*WORK TO BE COMPLETED*
From the text on Angelica Kauffmann, reproduce word for word everything from "National Portrait Gallery, London" down to "any single master'.".

*EXTRACTED TEXT*

- - - - -

|
Angelica Kauffmann
(1741-1807)
c.1770-5
Oil on canvas, 737 x 610mm (29 x 24")
National Portrait Gallery, London (NPG 430)
Angelica Kauffmann was born in
Switzerland. She was equally talented as a musician and as an
artist. Her mother died when she was sixteen and her father (also
an artist) taught her and travelled with her to Italy, where
she was permitted to copy paintings in a private room in the
Uffizi. In her book The Obstacle Race: The fortunes of women
painters and their work (1979) Germaine Greer called her a 'marvellous
hybrid: free from the overwhelming influence of any single master'.
In 1762 Kauffmann was accepted as a member of the Accademia del
Disegno, Florence, and in 1763 she went to Rome, where she became
friends with the German historian and art critic Johann Winckelmann
(1717-68), making her name with her portrait of him in 1764.

- - - - -

*RECORDED INFORMATION*
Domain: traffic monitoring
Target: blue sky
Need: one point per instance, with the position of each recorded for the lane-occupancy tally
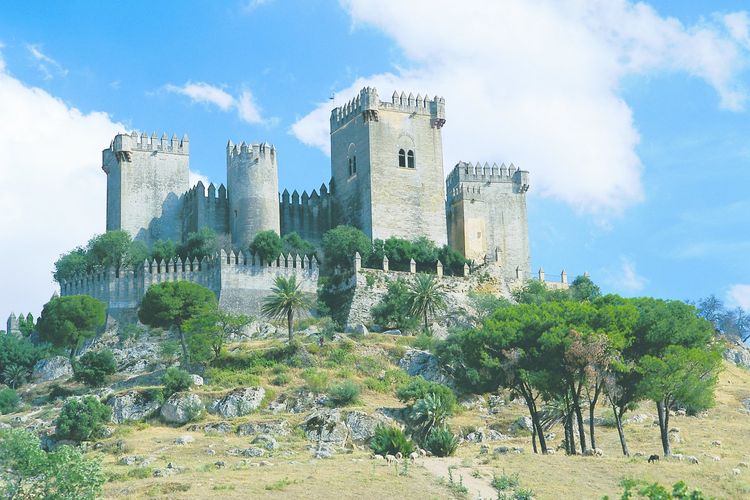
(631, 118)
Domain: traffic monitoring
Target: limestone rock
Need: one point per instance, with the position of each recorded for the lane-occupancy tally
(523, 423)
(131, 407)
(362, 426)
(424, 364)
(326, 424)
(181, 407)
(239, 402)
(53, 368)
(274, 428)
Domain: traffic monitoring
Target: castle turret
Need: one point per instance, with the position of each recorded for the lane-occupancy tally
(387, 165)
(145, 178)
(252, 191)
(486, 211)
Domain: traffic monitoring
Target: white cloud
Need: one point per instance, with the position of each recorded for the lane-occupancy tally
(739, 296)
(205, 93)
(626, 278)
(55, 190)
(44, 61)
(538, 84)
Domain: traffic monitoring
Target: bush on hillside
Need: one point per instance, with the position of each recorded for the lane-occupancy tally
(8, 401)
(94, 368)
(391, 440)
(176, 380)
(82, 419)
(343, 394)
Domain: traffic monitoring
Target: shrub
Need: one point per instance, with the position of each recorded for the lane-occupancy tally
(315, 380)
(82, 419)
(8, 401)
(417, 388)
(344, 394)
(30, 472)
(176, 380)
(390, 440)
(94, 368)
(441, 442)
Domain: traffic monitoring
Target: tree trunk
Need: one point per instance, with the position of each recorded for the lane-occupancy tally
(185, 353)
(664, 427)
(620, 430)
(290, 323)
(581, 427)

- - - - -

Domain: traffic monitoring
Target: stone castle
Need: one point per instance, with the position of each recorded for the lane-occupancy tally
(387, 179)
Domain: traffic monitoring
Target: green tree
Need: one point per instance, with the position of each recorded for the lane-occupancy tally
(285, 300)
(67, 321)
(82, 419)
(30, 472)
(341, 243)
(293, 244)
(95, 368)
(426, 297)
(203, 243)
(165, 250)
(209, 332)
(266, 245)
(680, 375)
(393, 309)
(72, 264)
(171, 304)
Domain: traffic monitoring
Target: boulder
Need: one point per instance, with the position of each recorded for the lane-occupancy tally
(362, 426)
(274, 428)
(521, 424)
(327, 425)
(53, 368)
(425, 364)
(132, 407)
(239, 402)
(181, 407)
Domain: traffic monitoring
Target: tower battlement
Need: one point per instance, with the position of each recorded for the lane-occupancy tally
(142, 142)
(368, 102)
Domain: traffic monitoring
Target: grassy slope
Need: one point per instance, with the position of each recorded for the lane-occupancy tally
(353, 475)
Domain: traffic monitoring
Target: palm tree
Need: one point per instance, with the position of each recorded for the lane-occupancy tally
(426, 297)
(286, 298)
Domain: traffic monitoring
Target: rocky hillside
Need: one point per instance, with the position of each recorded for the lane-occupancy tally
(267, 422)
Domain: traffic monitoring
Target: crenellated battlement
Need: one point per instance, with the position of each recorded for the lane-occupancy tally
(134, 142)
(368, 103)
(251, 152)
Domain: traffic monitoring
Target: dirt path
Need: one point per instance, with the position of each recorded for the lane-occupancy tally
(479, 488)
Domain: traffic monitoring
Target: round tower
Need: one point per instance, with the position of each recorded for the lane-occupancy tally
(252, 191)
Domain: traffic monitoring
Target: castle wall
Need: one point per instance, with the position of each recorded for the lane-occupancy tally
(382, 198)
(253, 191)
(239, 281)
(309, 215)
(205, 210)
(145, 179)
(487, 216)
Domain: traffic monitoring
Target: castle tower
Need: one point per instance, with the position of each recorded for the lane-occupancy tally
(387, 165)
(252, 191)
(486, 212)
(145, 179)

- - - - -

*ANSWER*
National Portrait Gallery, London (NPG 430)
Angelica Kauffmann was born in
Switzerland. She was equally talented as a musician and as an
artist. Her mother died when she was sixteen and her father (also
an artist) taught her and travelled with her to Italy, where
she was permitted to copy paintings in a private room in the
Uffizi. In her book The Obstacle Race: The fortunes of women
painters and their work (1979) Germaine Greer called her a 'marvellous
hybrid: free from the overwhelming influence of any single master'.